TASKS TO CARRY OUT:
**a.** Using the LEAP excerpt, decide whether each statement below agrees with it: (i) the topology file holds the x y z coordinates of the box; (ii) the lab mostly uses the parm7 extension for topology; (iii) the input coordinates file includes the atom types. Answer yes or no for each, quoting the words that decide it.
**b.** According to the LEAP excerpt, what is Rst7 short for?
**c.** Extend the LEAP excerpt with the next few sentences.

-------- EXCERPT TO READ

LEAP, is a tool we use when setting up simulations. It’s a very complex program with a lot of capabilities. This tutorial is very confusing and somewhat excessive. The main idea is;
You can set up your ‘box’ for simulation using leap.
Once you complete setting up your box (solvent, ions, modification to molecules and all other things that you need) leap will produce 2 files: topology and input coordinates.
This naming on itself can be confusing – and you’ll get a better feel for it once you look through actual files.
Topology: could have the extensions prmtop or parm7. In our lab we mostly use parm7, but the tutorials are old and usually use prmtop. This file has all information about your box, except for x y z coordinates. So it has all atom types, which atom connects to which other atom, all charges etc. Everything that goes into force calculation (again aside from distances).
Input coordinates: could have extensions inpcrd or rst7. Again we use rst7 and tutorials have inpcrd. Rst7 is short for restart, because another name for this file is restart file. Through the simulation it will write a ‘restart file’ so that you can restart your simulation from that file. It has only coordinates (and velocities, depending), not even the atom types, so you can’t really look at it and say which coordinates belong to which atom. It also has box size information.

----------------
-------- DATA ENTRIES

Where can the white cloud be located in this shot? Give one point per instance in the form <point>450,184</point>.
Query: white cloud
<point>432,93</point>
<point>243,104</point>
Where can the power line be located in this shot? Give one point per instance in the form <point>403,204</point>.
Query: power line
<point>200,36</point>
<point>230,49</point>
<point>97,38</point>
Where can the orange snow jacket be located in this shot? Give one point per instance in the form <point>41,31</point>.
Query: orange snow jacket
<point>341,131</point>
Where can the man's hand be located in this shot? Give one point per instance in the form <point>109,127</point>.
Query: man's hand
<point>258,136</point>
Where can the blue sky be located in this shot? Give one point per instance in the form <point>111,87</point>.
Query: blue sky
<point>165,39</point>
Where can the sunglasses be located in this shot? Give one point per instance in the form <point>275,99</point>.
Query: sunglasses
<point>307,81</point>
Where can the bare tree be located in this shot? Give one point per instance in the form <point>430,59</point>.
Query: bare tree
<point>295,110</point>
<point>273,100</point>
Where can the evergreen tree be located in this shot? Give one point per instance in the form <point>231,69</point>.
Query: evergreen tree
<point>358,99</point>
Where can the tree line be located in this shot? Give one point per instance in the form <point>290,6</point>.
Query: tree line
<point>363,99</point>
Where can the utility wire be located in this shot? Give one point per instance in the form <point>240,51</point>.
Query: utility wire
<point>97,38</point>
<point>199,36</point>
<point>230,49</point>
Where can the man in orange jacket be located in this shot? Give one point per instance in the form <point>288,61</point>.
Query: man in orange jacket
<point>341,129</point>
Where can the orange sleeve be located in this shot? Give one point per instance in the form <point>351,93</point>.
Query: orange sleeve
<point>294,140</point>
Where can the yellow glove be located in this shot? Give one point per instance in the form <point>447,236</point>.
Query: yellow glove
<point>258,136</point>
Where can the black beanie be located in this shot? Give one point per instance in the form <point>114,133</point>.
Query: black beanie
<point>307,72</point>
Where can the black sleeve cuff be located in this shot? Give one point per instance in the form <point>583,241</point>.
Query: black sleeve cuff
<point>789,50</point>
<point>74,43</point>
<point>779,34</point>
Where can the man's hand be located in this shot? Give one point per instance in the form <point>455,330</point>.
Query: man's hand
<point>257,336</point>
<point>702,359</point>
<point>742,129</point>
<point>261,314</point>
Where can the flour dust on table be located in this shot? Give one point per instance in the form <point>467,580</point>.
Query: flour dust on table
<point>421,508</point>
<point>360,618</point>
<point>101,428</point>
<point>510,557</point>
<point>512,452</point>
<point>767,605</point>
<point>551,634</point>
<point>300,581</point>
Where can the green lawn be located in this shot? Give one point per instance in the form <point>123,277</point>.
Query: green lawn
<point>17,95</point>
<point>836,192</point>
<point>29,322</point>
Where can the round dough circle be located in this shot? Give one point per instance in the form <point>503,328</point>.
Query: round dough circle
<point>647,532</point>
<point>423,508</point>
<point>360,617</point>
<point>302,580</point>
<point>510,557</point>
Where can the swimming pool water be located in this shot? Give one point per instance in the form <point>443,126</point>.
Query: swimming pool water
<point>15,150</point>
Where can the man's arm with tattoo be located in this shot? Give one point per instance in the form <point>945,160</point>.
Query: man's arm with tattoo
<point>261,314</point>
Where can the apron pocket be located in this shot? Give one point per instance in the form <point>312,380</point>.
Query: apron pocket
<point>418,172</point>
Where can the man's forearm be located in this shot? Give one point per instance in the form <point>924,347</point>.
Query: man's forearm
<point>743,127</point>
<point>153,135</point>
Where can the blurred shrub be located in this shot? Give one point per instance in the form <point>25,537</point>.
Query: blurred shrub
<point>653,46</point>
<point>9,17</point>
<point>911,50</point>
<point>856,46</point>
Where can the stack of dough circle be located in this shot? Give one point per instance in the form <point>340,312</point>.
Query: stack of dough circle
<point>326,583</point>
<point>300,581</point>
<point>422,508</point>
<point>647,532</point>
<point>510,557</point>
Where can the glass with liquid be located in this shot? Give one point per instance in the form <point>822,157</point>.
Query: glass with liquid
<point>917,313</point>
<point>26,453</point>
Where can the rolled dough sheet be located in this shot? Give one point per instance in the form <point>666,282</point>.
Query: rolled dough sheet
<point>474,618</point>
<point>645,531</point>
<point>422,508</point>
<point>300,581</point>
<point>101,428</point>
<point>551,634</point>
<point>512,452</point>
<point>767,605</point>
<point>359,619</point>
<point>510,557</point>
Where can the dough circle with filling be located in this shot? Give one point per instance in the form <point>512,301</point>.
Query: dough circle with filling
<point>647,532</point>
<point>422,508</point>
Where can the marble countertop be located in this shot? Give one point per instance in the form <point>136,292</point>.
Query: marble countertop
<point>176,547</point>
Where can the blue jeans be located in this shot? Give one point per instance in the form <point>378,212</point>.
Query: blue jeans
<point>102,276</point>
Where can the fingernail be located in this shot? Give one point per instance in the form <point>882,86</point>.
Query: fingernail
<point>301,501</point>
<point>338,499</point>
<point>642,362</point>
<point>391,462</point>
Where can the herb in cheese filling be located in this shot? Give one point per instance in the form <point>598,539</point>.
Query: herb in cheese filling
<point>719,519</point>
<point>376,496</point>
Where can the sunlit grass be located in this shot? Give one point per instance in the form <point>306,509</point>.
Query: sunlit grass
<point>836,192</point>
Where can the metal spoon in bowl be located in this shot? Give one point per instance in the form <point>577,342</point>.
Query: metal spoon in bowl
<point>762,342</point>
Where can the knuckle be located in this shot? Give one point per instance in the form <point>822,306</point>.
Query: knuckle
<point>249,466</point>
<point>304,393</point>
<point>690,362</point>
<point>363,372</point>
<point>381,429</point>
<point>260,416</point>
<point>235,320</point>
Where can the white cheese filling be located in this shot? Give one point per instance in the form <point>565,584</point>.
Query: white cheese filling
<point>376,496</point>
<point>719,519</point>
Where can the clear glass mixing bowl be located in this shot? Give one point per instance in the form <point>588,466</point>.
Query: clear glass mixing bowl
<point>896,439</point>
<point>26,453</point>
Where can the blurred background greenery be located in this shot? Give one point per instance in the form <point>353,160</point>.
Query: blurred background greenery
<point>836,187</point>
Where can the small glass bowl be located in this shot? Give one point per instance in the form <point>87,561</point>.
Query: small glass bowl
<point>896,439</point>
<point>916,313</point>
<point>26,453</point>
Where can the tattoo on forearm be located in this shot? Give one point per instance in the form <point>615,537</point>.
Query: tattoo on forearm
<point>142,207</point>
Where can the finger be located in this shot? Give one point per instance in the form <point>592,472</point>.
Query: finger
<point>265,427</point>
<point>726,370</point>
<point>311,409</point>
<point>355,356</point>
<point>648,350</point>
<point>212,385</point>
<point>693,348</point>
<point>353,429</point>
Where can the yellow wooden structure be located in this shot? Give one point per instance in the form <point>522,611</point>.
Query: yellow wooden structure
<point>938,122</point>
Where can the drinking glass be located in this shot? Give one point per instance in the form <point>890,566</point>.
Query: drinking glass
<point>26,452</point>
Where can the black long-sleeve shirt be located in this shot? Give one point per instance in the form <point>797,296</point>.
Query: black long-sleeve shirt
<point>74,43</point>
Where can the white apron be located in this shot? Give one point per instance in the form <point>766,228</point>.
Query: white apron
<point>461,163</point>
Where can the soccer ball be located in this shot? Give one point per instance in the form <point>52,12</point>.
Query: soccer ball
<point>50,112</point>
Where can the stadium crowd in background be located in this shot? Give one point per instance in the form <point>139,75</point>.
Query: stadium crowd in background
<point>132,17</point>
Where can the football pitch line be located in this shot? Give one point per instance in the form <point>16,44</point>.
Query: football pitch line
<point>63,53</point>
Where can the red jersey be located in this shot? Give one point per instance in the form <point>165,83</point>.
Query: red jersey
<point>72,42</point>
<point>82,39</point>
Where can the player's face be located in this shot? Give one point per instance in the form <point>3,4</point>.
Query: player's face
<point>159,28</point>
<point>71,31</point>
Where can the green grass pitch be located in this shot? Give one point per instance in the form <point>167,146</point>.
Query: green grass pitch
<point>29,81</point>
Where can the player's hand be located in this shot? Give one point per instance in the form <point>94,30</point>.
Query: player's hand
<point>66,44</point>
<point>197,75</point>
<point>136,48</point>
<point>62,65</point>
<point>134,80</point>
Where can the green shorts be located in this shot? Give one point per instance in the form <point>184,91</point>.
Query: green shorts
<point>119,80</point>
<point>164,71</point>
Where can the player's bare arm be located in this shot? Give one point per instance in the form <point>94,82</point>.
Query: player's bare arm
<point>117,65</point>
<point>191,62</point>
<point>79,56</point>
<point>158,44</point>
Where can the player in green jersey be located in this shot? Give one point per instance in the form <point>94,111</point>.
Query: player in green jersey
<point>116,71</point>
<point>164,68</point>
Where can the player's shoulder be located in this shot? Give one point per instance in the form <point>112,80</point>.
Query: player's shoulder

----------------

ANSWERS FOR THE EXERCISE:
**a.**
(i) No: "This file has all information about your box, except for x y z coordinates."
(ii) Yes: "In our lab we mostly use parm7"
(iii) No: "It has only coordinates (and velocities, depending), not even the atom types"

**b.** Rst7 is short for restart.

**c.**
These two files together have all the system specific/defining information that you need to run a simulation.
You then need md input files to tell the software ‘how’ you want to run the simulation. Those files usually have mdin extension or maybe just in. I use mdin to know that they are md inputs and can sort them easily.
Don’t pay any attention to anything that has xleap, or is building a molecule from scratch. It’s most probably not what you will be doing at first (if ever).
The last tutorial here is on using VMD to visualize molecules & trajectories. Some like pymol better than VMD,but there is a reason why this tutorial has VMD and not pymol. Obviously both software have their advantages and disadvantages. VMD is much friendlier in visualizing trajectories – it will also run properly on your laptop. That’s another thing you can download on your laptop and start playing with. The amber tutorials provide output files as well so you can probably look through the last one.